* _Texto citado_:
Autora mexicana-cubana, poeta, narradora, mujer literata, Gabriela nos trae el segundo libro de una trilogía que comenzó con la partida desde Bahía de Sal, y por el cual ganó el Premio Juan Rulfo a primera novela, en 2016. En Avándaro, la novelista nos deja leer la desolación, la sensación de soles a plomo con abundante lluvia en los llanos, la nostalgia por el pasado que acorta trechos con el futuro porque tampoco es prometedor.
La vida se manifiesta en una rutina, un cotidiano que ve en cualquier sobresalto una pizca de vida y de humanidad, y en personajes que van y vienen, sea vivos o muertos, como lo dicten el ritual ancestral, la sagrada mística familiar –y del pueblo del que se provienen– o la soberana libertad de la creación lo dicten.
Convertida en Apolonia, la figura central de esta novela, o acaso concentrada en las tres mujeres que al final perviven, esto es, ella misma más Marián y Juana, nos cuenta las peripecias de los emigrantes sacudidos por el agua, los días fieros, las carencias consecuentes y el anhelo de una vida mejor.
Pero no se trata de cualquier extranjero, al que de inicio, de sobra y de continuo le acompaña la pobreza en todas sus manifestaciones. La magia comienza desde el ancla que significa la tierra que se deja, por otra a la que sí o sí se le conquista, y a pesar de ello hay símbolos que son como los apellidos o el ADN que nos dejan saber que de quien hay que apoderarse primero es de uno mismo.
Sentencias de lo efímero
No hay forma de sustraerse a la fuerza del origen, porque las tataguas, que en Cuba son “mariposas nocturnas de gran tamaño y color oscuro”, lo son también en Avándaro, lo mismo que los martín pescadores que vienen a salvar al nuevo terruño con su plumaje de colores americanos, que entre librea y dorsales se imponen a monocromáticas realidades. Las dos especies vuelan, ha de saberse, pero nuestra memoria y nuestro destino es lo que al final se impone para avizorar o más llanto o más esperanza.

* _Sección de datos_:
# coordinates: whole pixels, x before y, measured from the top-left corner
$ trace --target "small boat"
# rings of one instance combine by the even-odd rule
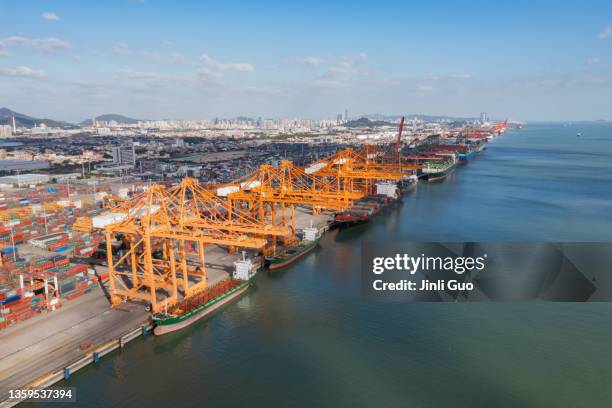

* _Ejercicio escrito_: Transcriba íntegramente el texto citado que aparece más arriba, sin modificar ninguna palabra ni signo de puntuación.

* _Respuesta_:
Autora mexicana-cubana, poeta, narradora, mujer literata, Gabriela nos trae el segundo libro de una trilogía que comenzó con la partida desde Bahía de Sal, y por el cual ganó el Premio Juan Rulfo a primera novela, en 2016. En Avándaro, la novelista nos deja leer la desolación, la sensación de soles a plomo con abundante lluvia en los llanos, la nostalgia por el pasado que acorta trechos con el futuro porque tampoco es prometedor.
La vida se manifiesta en una rutina, un cotidiano que ve en cualquier sobresalto una pizca de vida y de humanidad, y en personajes que van y vienen, sea vivos o muertos, como lo dicten el ritual ancestral, la sagrada mística familiar –y del pueblo del que se provienen– o la soberana libertad de la creación lo dicten.
Convertida en Apolonia, la figura central de esta novela, o acaso concentrada en las tres mujeres que al final perviven, esto es, ella misma más Marián y Juana, nos cuenta las peripecias de los emigrantes sacudidos por el agua, los días fieros, las carencias consecuentes y el anhelo de una vida mejor.
Pero no se trata de cualquier extranjero, al que de inicio, de sobra y de continuo le acompaña la pobreza en todas sus manifestaciones. La magia comienza desde el ancla que significa la tierra que se deja, por otra a la que sí o sí se le conquista, y a pesar de ello hay símbolos que son como los apellidos o el ADN que nos dejan saber que de quien hay que apoderarse primero es de uno mismo.
Sentencias de lo efímero
No hay forma de sustraerse a la fuerza del origen, porque las tataguas, que en Cuba son “mariposas nocturnas de gran tamaño y color oscuro”, lo son también en Avándaro, lo mismo que los martín pescadores que vienen a salvar al nuevo terruño con su plumaje de colores americanos, que entre librea y dorsales se imponen a monocromáticas realidades. Las dos especies vuelan, ha de saberse, pero nuestra memoria y nuestro destino es lo que al final se impone para avizorar o más llanto o más esperanza.